# [SECCIÓN DEL DOCUMENTO]
....
La subjetividad influencer se configura en una escena sin descanso. Su «yo» es una construcción continua para una audiencia abstracta que exige constancia, carisma y novedad. Se vuelve marca, se gestiona, se optimiza. Niñeces que ya no juegan a ser, sino que deben ser para el Otro digital. La ansiedad de rendimiento emocional sustituye al juego libre, y la configuración de una mirada sobre lo propio queda desplazada por la aprobación externa.
El sujeto se constituye, entonces, en un juego de espejos entre el deseo de ser visto y el terror de no gustar.
Como vemos con Piper, en el ser Youtuber la subjetividad no se despliega jugando ni en el relato oral con otros niños-los adultos manejan todo-, sino en la lógica de producción de contenido. El tiempo se fragmenta en segmentos posteables, instagrameables. La espontaneidad se ensaya. El juego se planifica. El error se corta. El “yo” que aparece frente a cámara es una construcción que debe ser coherente, simpática, monetizable.
Es desesperante para los amigos de Piper ver cómo ella queda atrapada en la perversión de la madre, por un lado, pero también en ese exceso de mirada donde no hay pliegue, no hay borde y toda experiencia se mide en vistas, comentarios y reacciones.
Las redes generan ingresos a través de publicidad, sponsors, contenido patrocinado y donaciones. Incluso cuando no hay ganancia directa, los adultos acumulan capital simbólico: visibilidad, contactos, reputación digital. La imagen infantil se convierte en moneda de cambio. Como el algoritmo crece con las colaboraciones entre influencers, los juntan para que simulen ser amigos e interactúen.
....
# [ACCIÓN REQUERIDA]
¿Cómo seguiría el texto sobre la infancia influencer? Continúalo a partir de su última oración. Los datos no guardan relación alguna con el texto.

# [EXTRACTO DE DATOS]
....
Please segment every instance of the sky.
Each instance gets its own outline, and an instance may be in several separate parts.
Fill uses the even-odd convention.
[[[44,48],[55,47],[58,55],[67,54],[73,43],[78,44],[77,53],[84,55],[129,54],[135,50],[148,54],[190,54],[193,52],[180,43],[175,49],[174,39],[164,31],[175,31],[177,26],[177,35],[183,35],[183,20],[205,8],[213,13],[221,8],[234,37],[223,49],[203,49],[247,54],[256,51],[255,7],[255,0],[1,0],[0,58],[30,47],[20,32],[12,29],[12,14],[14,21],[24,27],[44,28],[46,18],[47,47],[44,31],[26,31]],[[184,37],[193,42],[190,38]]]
....
# [RESULTADO DEL EJERCICIO]
Legalmente, la situación es ambigua: en la mayoría de los países no existe aún una legislación clara que regule el trabajo infantil en plataformas digitales. Y lo que antes era un «derecho al juego» parece haber mutado en «derecho a monetizar la infancia».
Las infancias no necesitan ser virales. Necesitan tiempo, enigma, palabras y silencios. Espacios donde no todo esté dicho ni mostrado. Porque sólo en ese pliegue donde el Otro no invade, puede aparecer algo del sujeto.
Freud nos enseñó, a través del análisis del fort-da, que el niño comienza a elaborar la ausencia, la pérdida y el control sobre el mundo mediante el lenguaje y la repetición simbólica. Al arrojar y recuperar un objeto, el niño se ensaya en la experiencia de que algo puede irse y volver: se representa la ausencia como forma de hacerla pensable.
Pero en las infancias sobreexpuestas: ya no hay posibilidad de ausencia. No se juega al aparecer y desaparecer, se está permanentemente presente, sin corte, y por lo tanto el Otro digital también lo está.
La escena digital sin pausa, se convierte en un tiempo sin duelos ni espacio para la intimidad. En lugar de jugar al fort-da, el niño se ve obligado al stay-on: estar siempre encendido, disponible, visible. El yo, entonces, no se construye en la alternancia del aparecer y desaparecer, sino en la urgencia de no desaparecer jamás.
Detrás de las risas, bailes y unboxings, se esconde a menudo una estructura familiar donde el deseo parental se confunde con el éxito digital. ¿De quién es el deseo de ser visto? ¿Del niño, o del adulto que lo produce como espectáculo? ¿Y qué efectos tiene esto en la constitución subjetiva de un niño que aún está construyendo su relación con el lenguaje y el deseo?
La exposición digital de la infancia requiere una posición ética clara y una regulación legal urgente, se trata de restituir al niño como sujeto y no como medio. El adulto debe cuidar y no puede hacerlo si funciona como garante y productor del yo-espectáculo. Urge reconocer este fenómeno como una forma de trabajo infantil no regulado, porque como sugieren los especialistas norteamericanos, es el lejano oeste, es decir, tierra de nadie.